━━━ TEXTO PROPORCIONADO
La gente esperaba un Arce menos
agresivo o de agresividad disimulada y, cuando apareció, los bonos del
presidente en las encuestas comenzaron a subir. De un estudio a otro hay pocas
diferencias: más del 50% aprueba la gestión y se insinúa también un mayor
optimismo respecto al futuro.
Se confirma también que la oposición pasa por un mal momento. Por ahora no hay un solo líder que aparezca en la lista de las preferencias, al extremo que si las elecciones fueran la próxima semana los votos se distribuirían entre los candidatos disidentes u oficiales del MAS.
¿Qué pasa con la oposición? Varias hipótesis. Pagó las consecuencias de un gobierno fallido de transición. Continúa apostando a un discurso racional en un espacio político donde los impulsos y las emociones valen más que las razones. Hay candidatos de última hora, pero no líderes de los procesos. Las clases medias dejaron las calles y volvieron al escenario menos amenazante de las redes.
━━━━━━
■ EJERCICIO ESCRITO 1
Cita literalmente todas las líneas de las entradas que siguen.
━━━ INFORMACIÓN PROPORCIONADA
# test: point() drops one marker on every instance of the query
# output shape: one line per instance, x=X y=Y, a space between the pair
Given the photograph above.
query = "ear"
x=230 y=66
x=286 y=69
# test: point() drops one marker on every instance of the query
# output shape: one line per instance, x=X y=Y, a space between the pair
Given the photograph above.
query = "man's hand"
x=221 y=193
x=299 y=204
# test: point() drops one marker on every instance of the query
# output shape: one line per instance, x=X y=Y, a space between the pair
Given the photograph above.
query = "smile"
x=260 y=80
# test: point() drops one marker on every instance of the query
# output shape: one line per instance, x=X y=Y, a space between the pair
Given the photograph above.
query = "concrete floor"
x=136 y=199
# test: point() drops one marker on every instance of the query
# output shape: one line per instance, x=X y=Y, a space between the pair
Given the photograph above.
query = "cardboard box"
━━━━━━
■ EJERCICIO ESCRITO 2
Responde estas preguntas según el texto proporcionado:
(a) ¿Qué porcentaje aprueba la gestión del presidente?
(b) Si las elecciones fueran la próxima semana, ¿entre quiénes se distribuirían los votos?
(c) ¿Adónde volvieron las clases medias al dejar las calles?

■ RESULTADO 1
# test: point() drops one marker on every instance of the query
# output shape: one line per instance, x=X y=Y, a space between the pair
Given the photograph above.
query = "ear"
x=230 y=66
x=286 y=69
# test: point() drops one marker on every instance of the query
# output shape: one line per instance, x=X y=Y, a space between the pair
Given the photograph above.
query = "man's hand"
x=221 y=193
x=299 y=204
# test: point() drops one marker on every instance of the query
# output shape: one line per instance, x=X y=Y, a space between the pair
Given the photograph above.
query = "smile"
x=260 y=80
# test: point() drops one marker on every instance of the query
# output shape: one line per instance, x=X y=Y, a space between the pair
Given the photograph above.
query = "concrete floor"
x=136 y=199
# test: point() drops one marker on every instance of the query
# output shape: one line per instance, x=X y=Y, a space between the pair
Given the photograph above.
query = "cardboard box"

■ RESULTADO 2
(a) Más del 50%.
(b) Entre los candidatos disidentes u oficiales del MAS.
(c) Al escenario menos amenazante de las redes.